> _TASKS AND EXERCISES_
**a)** Write out the column on private affairs and public business word for word.
**b)** Give the records again word for word, from their first line up to and including the line that contains "[(340, 223)]", and leave the pictures out.

── EXCERPT TO READ ──

Advertisement

Private Affairs and Public Business Make Strange Bedfellows

Share

Lack of knowledge hasn’t stopped anyone from commenting on President Clinton’s current predicament, so why should I wimp out? I know as little as anyone else, so why not dive in? After all, if Gennifer Flowers can be elevated to pundit status, as she has this week on various TV talk shows (“Gennifer, in the 40 seconds we have left, what do you think will happen in this case?”), why should I be self-conscious?

All I bring to the table, however, are dueling observations: a) 50-year-old men, even against their better judgment, have been known to be attracted to women in their early 20s and engage in inappropriate sexual relationships, and b) women in their early 20s have been known to become obsessed with 50-year-old men and create fanciful scenarios that distort the reality of the relationship.

Either of those scenarios, along with variations too numerous to mention, could apply to President Clinton and Monica Lewinsky. My hunch as to which is more likely to be true is like my hunch about Sunday’s Super Bowl--I don’t know which way to bet.

───
── EXTRACTED RECORDS ──

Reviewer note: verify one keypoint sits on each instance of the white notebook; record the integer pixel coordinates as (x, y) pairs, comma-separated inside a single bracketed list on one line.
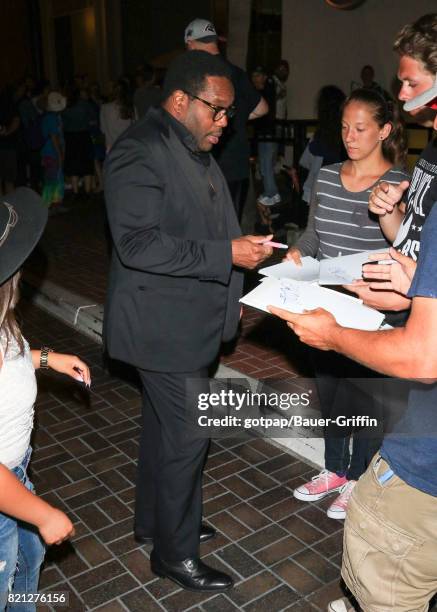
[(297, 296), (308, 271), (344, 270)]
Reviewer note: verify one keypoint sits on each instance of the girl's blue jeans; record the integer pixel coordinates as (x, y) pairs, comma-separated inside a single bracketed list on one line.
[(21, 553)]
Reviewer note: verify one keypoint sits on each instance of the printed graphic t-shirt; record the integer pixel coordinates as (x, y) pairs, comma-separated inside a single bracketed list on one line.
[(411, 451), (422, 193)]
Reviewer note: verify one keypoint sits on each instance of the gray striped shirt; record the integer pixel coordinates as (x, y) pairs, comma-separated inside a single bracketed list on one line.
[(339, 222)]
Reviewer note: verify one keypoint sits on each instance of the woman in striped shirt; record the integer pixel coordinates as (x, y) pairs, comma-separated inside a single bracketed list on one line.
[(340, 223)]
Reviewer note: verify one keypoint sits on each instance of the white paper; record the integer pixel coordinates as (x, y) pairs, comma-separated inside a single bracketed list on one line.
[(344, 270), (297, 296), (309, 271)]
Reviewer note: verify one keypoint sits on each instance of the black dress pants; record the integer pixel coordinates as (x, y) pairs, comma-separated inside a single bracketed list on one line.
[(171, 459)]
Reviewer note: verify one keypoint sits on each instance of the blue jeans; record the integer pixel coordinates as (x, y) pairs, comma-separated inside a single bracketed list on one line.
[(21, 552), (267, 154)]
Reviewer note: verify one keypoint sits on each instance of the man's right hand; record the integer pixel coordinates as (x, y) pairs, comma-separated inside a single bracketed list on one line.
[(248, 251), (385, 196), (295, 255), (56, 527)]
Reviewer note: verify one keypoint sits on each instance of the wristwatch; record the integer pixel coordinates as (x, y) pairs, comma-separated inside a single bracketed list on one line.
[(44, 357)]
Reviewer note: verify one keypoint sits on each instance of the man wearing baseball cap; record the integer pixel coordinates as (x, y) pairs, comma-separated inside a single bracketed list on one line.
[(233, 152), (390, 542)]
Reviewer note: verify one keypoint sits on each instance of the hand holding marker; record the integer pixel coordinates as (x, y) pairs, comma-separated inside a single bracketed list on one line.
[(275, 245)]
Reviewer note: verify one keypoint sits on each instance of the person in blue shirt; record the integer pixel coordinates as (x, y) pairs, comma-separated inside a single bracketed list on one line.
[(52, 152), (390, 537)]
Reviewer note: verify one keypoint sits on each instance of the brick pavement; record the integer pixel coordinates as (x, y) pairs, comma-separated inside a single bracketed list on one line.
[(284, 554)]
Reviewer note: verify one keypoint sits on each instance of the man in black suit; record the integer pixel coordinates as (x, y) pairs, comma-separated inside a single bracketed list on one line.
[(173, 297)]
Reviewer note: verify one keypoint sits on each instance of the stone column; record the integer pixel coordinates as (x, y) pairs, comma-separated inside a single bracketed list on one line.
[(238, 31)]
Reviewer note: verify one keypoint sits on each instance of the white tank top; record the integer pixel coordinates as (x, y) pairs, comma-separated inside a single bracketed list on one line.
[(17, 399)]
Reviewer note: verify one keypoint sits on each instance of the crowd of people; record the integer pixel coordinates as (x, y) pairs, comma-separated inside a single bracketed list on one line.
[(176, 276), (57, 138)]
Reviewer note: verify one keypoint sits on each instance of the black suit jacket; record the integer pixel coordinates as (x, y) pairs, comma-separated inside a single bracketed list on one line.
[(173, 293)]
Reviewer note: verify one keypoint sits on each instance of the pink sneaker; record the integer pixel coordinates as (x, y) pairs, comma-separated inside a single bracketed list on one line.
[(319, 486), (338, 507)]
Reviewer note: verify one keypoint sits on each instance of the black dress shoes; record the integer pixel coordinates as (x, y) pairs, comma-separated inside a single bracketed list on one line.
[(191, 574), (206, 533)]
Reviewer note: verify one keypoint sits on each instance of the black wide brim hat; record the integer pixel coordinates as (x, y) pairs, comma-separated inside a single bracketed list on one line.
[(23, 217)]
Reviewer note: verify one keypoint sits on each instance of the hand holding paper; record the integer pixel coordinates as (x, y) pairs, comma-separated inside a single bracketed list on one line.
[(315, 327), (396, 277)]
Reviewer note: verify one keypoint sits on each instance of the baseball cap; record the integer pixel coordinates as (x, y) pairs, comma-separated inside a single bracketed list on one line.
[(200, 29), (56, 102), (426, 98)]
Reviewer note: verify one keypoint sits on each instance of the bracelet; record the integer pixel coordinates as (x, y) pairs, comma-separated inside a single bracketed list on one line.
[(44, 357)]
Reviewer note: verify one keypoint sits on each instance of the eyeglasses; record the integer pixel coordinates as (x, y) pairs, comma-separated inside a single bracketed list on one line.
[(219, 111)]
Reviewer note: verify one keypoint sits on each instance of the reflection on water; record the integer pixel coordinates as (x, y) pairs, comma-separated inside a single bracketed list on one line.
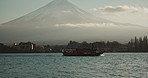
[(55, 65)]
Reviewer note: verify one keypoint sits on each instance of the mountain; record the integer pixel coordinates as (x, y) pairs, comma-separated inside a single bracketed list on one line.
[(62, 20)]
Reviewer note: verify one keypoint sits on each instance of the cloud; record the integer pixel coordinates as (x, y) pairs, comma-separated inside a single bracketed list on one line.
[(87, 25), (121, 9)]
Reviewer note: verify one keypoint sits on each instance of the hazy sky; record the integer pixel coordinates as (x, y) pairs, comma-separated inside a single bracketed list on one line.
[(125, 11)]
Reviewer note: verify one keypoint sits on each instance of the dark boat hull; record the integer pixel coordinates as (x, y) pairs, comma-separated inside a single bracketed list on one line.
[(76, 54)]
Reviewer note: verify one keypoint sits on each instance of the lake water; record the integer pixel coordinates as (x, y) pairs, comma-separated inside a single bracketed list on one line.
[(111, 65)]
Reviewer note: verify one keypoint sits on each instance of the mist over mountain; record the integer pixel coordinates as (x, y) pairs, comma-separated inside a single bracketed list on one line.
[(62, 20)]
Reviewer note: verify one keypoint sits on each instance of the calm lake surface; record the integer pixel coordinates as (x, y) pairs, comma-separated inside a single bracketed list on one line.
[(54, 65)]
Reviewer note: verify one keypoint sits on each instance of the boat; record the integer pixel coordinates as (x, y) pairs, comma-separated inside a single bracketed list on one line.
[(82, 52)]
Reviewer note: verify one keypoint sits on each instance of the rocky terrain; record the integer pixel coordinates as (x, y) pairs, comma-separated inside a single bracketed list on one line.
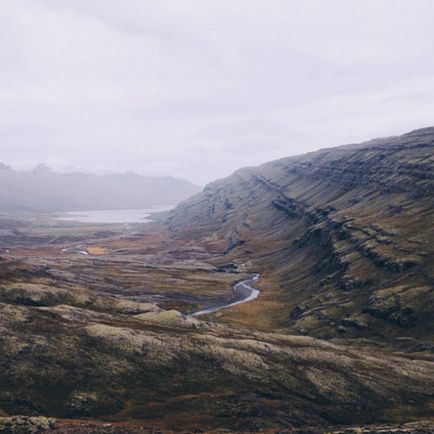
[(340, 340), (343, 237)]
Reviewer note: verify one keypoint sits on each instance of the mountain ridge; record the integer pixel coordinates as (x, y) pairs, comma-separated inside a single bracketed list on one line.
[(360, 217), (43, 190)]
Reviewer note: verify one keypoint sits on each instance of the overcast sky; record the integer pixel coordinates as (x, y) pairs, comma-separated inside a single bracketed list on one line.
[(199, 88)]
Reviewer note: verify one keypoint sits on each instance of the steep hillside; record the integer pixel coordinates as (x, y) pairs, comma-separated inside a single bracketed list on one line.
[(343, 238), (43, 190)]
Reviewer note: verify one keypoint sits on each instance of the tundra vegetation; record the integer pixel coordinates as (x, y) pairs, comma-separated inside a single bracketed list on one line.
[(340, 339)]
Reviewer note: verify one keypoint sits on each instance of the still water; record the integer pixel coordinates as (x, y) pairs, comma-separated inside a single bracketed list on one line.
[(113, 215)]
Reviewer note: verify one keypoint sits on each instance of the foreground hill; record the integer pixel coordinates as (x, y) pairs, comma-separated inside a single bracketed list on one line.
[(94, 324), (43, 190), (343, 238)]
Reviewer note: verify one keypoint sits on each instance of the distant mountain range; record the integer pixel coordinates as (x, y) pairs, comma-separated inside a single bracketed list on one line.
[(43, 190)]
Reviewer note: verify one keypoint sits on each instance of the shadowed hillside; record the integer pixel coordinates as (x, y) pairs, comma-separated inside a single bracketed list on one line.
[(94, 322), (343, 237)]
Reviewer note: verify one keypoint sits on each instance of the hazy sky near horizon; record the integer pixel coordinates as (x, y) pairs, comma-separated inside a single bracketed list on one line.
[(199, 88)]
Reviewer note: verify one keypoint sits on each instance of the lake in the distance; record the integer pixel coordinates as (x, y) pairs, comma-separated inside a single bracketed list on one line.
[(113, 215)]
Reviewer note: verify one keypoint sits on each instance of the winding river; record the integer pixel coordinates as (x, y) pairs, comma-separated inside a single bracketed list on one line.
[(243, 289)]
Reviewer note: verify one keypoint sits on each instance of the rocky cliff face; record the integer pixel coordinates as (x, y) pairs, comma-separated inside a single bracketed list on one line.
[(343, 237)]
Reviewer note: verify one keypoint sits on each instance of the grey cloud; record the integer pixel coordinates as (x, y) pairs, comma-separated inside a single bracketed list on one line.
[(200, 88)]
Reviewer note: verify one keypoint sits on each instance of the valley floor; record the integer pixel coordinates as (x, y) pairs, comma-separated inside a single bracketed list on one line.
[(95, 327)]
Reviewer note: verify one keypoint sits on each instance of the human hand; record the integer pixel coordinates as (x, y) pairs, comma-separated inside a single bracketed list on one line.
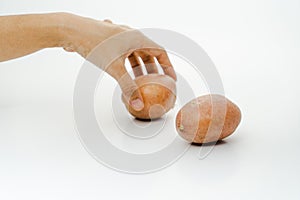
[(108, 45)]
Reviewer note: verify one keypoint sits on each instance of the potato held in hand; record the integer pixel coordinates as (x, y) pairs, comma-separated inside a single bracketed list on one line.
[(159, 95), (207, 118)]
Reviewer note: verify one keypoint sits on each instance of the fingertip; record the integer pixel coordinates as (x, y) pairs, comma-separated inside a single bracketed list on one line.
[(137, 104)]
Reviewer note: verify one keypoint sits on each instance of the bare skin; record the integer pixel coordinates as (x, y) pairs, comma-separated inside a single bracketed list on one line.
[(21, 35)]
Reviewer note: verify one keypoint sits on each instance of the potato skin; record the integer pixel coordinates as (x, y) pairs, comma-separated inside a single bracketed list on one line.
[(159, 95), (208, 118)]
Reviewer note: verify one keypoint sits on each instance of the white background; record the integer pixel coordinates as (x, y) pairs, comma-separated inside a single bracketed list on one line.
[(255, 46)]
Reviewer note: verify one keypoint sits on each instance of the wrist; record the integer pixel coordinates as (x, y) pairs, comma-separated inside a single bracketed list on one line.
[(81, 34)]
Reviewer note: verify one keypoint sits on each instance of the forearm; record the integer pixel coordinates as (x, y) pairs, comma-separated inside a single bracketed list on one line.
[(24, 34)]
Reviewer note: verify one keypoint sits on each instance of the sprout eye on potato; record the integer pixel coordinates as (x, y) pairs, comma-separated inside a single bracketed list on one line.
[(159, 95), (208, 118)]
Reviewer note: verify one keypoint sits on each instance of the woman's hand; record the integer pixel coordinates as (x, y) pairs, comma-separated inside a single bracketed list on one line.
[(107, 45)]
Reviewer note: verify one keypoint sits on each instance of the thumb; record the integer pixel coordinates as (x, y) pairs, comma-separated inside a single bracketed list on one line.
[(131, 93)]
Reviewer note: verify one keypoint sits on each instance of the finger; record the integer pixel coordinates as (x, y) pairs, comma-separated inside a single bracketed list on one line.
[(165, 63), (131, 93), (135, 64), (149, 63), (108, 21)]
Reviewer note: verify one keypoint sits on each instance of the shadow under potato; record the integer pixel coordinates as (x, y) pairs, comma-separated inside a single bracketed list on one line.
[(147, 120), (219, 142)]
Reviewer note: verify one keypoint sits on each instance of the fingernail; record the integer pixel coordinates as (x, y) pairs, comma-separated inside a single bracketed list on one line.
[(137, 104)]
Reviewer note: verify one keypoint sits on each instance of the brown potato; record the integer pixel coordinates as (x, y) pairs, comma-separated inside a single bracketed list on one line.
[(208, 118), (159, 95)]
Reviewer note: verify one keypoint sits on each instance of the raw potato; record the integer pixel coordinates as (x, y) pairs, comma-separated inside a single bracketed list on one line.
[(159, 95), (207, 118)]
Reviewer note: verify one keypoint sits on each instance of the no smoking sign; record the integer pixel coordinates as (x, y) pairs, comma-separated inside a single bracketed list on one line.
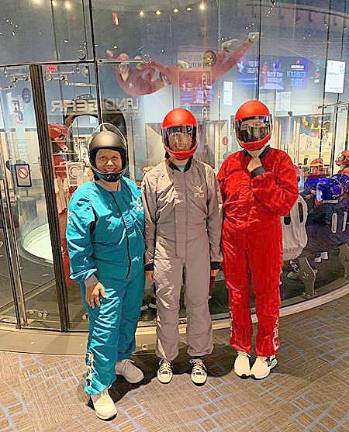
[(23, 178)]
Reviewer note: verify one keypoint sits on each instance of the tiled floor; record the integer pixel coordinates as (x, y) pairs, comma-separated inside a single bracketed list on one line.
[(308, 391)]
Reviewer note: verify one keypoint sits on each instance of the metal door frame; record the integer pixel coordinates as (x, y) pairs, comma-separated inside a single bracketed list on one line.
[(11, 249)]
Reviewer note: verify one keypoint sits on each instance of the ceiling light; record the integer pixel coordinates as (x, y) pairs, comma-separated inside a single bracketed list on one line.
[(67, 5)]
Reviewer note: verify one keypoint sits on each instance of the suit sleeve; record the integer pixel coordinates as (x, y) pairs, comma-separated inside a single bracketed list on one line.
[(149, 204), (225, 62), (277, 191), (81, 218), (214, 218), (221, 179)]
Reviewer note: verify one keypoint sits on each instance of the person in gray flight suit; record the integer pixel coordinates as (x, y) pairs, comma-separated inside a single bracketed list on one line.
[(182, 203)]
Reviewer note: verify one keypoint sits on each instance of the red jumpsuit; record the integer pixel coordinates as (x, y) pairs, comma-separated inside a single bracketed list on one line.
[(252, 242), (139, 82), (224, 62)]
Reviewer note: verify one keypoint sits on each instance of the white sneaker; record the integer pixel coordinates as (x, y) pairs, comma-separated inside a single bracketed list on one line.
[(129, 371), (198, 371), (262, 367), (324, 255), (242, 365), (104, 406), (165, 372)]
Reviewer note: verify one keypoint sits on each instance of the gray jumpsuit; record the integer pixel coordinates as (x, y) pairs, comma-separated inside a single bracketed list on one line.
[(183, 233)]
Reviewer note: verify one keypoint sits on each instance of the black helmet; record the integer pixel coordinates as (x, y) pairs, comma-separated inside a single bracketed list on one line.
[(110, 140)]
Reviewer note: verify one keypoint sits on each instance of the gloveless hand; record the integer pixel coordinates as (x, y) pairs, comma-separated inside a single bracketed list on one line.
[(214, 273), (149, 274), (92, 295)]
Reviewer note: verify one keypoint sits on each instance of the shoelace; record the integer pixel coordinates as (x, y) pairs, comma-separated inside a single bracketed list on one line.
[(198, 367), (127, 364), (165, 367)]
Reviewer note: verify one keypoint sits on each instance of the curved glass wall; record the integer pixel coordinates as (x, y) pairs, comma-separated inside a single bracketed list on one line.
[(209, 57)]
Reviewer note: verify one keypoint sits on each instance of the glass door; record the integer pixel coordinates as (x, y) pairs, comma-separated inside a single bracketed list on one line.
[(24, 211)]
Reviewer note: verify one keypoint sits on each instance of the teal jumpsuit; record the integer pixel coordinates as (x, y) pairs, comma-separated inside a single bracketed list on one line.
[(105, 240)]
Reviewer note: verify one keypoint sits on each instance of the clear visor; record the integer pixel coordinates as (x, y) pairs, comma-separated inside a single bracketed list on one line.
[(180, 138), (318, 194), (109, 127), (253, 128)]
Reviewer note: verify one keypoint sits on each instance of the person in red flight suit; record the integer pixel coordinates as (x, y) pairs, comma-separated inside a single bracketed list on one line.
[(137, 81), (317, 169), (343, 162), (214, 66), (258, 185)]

───

> _TASK SOLUTIONS_
**a)**
Advertisement

Private Affairs and Public Business Make Strange Bedfellows

Share

Lack of knowledge hasn’t stopped anyone from commenting on President Clinton’s current predicament, so why should I wimp out? I know as little as anyone else, so why not dive in? After all, if Gennifer Flowers can be elevated to pundit status, as she has this week on various TV talk shows (“Gennifer, in the 40 seconds we have left, what do you think will happen in this case?”), why should I be self-conscious?

All I bring to the table, however, are dueling observations: a) 50-year-old men, even against their better judgment, have been known to be attracted to women in their early 20s and engage in inappropriate sexual relationships, and b) women in their early 20s have been known to become obsessed with 50-year-old men and create fanciful scenarios that distort the reality of the relationship.

Either of those scenarios, along with variations too numerous to mention, could apply to President Clinton and Monica Lewinsky. My hunch as to which is more likely to be true is like my hunch about Sunday’s Super Bowl--I don’t know which way to bet.

**b)**
Reviewer note: verify one keypoint sits on each instance of the white notebook; record the integer pixel coordinates as (x, y) pairs, comma-separated inside a single bracketed list on one line.
[(297, 296), (308, 271), (344, 270)]
Reviewer note: verify one keypoint sits on each instance of the girl's blue jeans; record the integer pixel coordinates as (x, y) pairs, comma-separated inside a single bracketed list on one line.
[(21, 553)]
Reviewer note: verify one keypoint sits on each instance of the printed graphic t-shirt; record the integer pixel coordinates as (x, y) pairs, comma-separated inside a single bracketed list on one line.
[(411, 451), (422, 193)]
Reviewer note: verify one keypoint sits on each instance of the gray striped shirt; record the integer pixel coordinates as (x, y) pairs, comma-separated inside a single bracketed list on one line.
[(339, 222)]
Reviewer note: verify one keypoint sits on each instance of the woman in striped shirt; record the integer pixel coordinates as (x, y) pairs, comma-separated inside a single bracketed list on one line.
[(340, 223)]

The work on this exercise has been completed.